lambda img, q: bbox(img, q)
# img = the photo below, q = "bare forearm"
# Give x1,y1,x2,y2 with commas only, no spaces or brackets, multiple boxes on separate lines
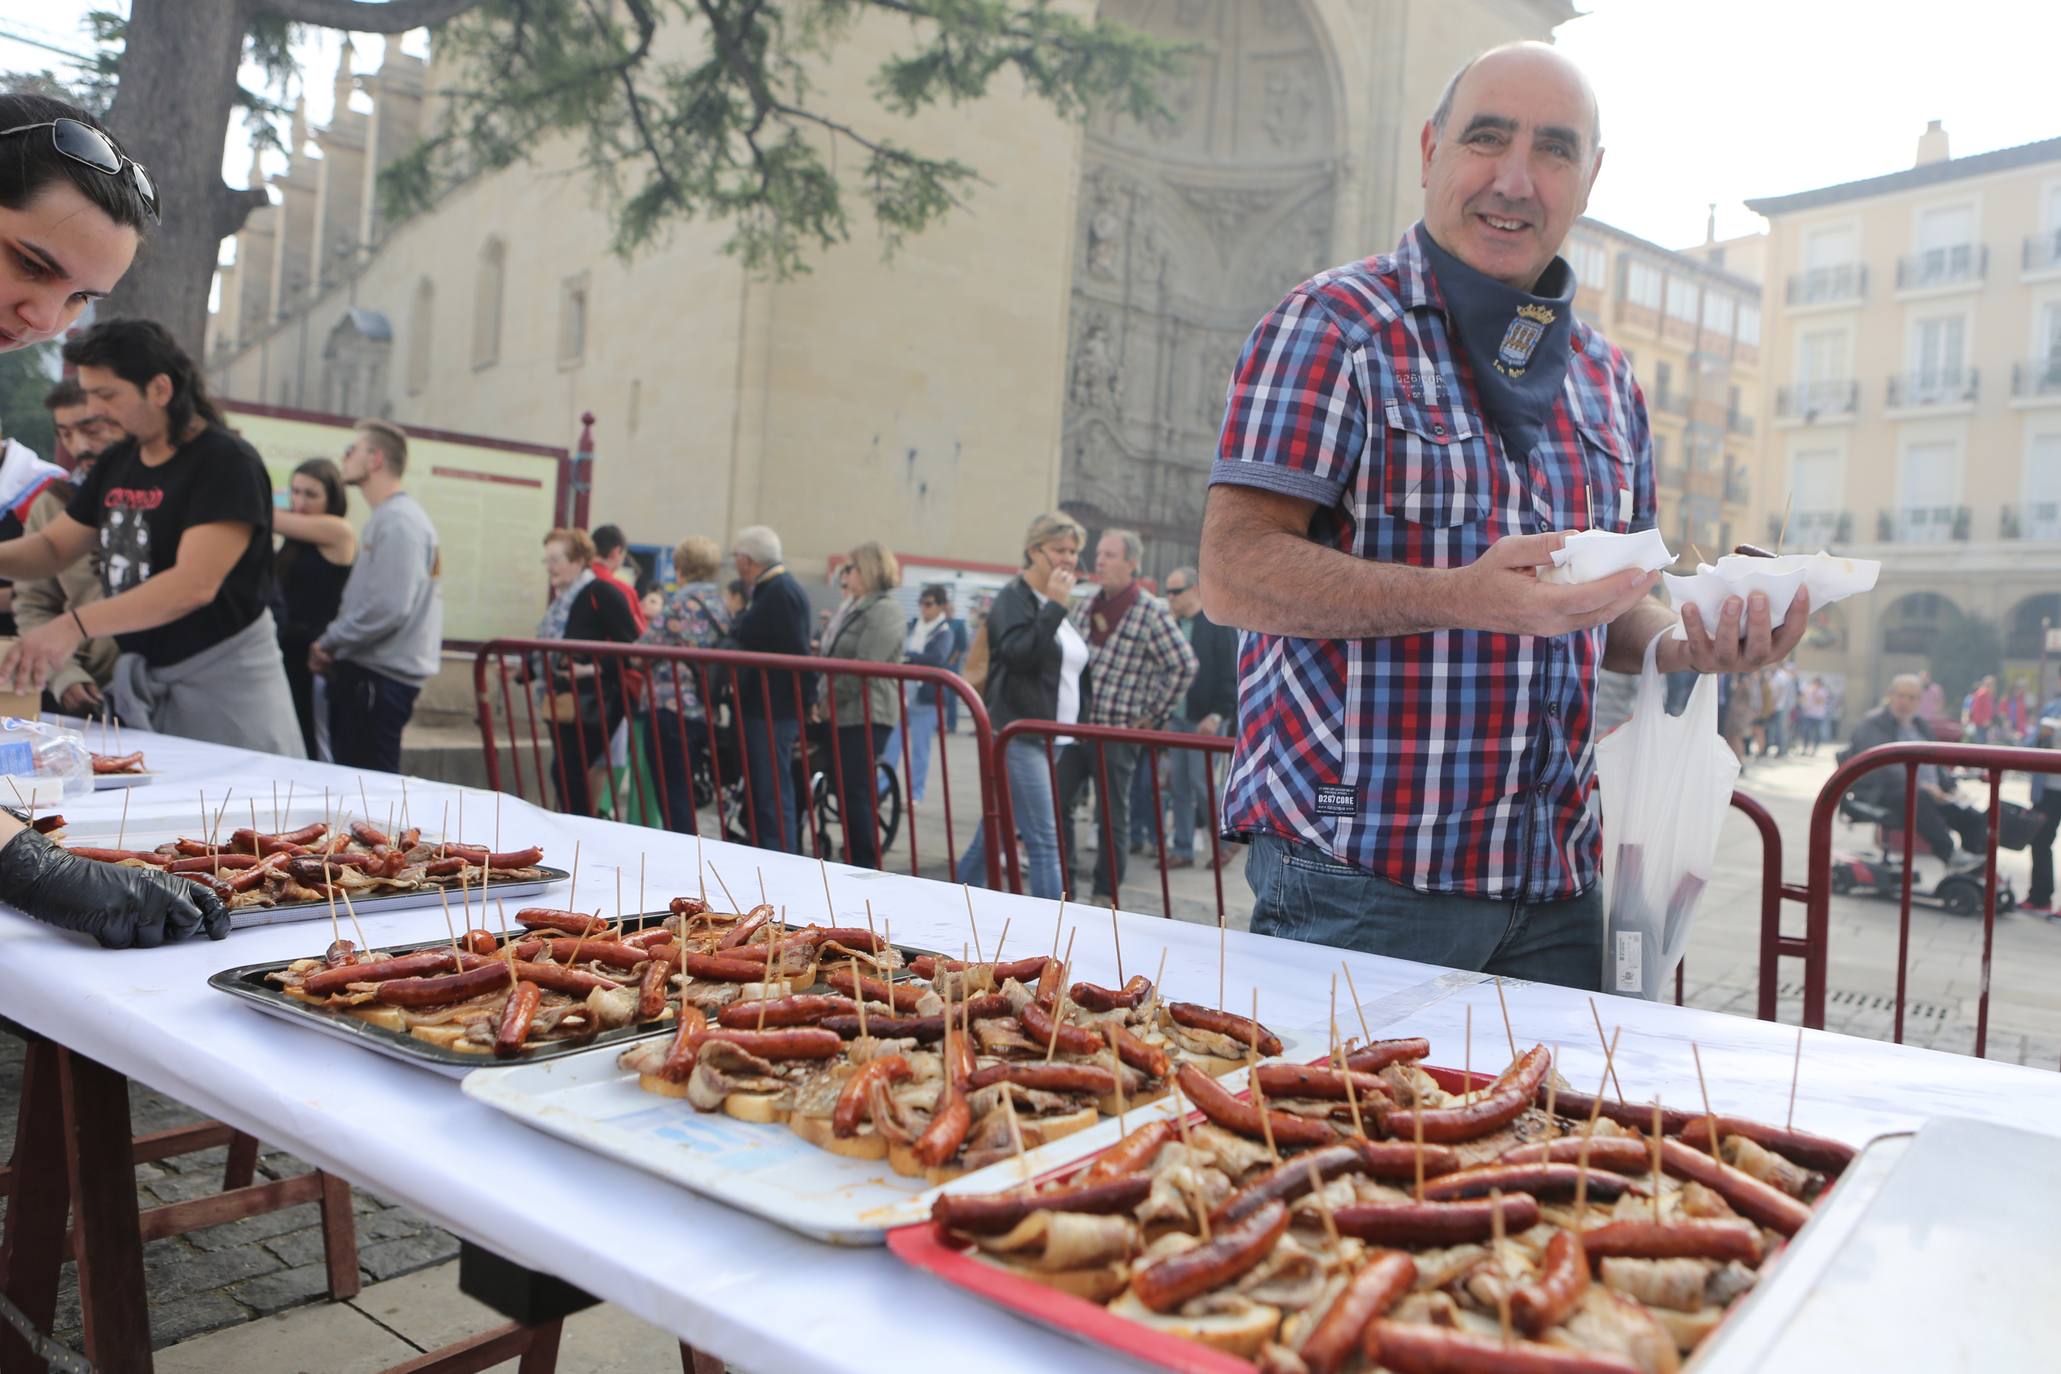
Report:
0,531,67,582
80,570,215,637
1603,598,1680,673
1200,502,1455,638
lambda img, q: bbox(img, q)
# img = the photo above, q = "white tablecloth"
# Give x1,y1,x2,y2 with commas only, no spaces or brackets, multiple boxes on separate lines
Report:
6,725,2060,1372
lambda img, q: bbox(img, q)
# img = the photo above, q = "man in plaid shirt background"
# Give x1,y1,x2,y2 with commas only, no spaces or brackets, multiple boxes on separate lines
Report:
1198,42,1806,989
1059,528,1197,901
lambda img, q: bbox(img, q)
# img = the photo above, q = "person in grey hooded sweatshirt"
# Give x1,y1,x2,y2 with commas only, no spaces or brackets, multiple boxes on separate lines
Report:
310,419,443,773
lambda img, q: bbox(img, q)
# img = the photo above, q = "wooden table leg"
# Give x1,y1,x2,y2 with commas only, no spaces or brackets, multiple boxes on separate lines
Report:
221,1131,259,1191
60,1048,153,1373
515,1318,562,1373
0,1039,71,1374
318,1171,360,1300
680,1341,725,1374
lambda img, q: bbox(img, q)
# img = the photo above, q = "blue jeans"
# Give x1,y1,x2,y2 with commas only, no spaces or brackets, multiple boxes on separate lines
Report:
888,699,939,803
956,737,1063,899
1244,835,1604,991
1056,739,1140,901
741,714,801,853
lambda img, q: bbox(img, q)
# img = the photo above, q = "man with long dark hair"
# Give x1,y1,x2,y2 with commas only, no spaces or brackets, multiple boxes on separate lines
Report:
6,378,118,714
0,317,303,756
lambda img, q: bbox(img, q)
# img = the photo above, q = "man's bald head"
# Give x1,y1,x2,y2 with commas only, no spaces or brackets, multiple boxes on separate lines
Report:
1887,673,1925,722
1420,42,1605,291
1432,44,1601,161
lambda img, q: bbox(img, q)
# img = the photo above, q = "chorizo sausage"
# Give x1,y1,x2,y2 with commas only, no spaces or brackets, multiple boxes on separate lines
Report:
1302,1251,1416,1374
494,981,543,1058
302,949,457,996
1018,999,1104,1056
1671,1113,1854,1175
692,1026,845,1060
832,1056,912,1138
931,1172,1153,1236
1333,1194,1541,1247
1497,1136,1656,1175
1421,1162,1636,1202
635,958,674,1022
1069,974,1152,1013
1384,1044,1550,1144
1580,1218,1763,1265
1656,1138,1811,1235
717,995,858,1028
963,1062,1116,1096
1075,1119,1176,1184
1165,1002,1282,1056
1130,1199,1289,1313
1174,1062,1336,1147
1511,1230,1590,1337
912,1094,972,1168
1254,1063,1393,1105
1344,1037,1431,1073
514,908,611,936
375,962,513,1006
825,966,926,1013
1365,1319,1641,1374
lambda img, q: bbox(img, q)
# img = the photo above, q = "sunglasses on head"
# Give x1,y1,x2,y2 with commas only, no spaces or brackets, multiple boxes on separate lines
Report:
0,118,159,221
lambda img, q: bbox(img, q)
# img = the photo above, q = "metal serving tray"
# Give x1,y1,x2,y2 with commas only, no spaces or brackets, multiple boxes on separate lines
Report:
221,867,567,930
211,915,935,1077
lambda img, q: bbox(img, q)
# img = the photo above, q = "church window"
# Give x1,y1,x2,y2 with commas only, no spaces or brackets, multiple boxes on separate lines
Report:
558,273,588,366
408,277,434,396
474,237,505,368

* * *

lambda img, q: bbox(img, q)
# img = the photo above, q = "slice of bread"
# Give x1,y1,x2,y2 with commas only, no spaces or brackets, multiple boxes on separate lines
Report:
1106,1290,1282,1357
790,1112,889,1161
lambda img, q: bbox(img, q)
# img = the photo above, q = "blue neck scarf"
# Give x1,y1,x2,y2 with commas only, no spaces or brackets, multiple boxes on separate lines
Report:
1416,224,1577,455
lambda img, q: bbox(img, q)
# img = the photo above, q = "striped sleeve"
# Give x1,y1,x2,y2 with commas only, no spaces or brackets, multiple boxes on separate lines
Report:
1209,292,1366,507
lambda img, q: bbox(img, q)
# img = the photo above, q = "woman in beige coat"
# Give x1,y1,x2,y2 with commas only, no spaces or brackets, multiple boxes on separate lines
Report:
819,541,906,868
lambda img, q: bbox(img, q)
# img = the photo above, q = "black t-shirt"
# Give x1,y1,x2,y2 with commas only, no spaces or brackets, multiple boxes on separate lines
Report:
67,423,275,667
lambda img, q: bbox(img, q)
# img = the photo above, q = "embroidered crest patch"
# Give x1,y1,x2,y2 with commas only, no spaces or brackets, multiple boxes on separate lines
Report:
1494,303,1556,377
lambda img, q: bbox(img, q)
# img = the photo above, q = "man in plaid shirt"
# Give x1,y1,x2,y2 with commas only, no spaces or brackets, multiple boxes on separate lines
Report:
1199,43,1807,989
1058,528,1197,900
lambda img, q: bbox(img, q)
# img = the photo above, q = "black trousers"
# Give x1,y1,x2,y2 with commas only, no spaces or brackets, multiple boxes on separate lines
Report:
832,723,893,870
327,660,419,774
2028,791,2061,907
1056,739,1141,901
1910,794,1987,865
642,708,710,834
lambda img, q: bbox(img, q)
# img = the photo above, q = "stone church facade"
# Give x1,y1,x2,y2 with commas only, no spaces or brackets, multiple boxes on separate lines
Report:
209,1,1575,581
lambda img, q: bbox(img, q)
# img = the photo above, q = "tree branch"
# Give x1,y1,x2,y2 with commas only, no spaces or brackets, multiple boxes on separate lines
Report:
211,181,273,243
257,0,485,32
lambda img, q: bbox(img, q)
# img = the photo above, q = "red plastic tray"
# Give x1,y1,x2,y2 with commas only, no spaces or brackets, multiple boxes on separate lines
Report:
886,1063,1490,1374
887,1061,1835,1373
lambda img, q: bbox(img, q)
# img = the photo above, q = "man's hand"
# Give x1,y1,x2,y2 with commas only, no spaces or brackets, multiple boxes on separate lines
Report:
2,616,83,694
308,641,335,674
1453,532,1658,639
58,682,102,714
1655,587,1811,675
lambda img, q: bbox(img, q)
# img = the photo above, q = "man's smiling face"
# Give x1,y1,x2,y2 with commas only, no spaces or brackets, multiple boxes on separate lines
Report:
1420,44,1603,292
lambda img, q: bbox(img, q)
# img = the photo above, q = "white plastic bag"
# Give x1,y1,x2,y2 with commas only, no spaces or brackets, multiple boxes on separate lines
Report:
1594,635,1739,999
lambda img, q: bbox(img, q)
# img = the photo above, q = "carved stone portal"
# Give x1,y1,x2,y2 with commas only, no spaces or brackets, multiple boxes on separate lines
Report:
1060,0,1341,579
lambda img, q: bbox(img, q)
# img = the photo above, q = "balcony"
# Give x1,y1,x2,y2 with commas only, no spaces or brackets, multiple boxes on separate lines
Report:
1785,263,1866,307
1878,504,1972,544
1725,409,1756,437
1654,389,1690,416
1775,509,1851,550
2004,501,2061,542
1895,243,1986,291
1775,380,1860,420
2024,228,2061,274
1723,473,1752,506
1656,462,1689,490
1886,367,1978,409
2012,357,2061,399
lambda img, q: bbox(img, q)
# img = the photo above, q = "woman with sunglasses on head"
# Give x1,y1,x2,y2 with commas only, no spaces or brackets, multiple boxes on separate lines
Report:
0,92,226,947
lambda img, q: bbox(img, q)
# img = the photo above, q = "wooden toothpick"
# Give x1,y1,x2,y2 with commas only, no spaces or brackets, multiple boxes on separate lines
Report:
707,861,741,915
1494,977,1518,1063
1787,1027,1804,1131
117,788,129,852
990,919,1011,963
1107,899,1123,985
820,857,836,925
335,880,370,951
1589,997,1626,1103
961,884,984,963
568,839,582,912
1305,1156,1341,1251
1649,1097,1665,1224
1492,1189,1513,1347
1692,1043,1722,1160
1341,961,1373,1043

• _Work task_:
Look through the listing above. Pick out each line with "sunglasses" and copy it.

• _Result of the task_:
# img = the photo above, q = "sunglasses on head"
# img = the photo above, q = "woman with sunglasses on head"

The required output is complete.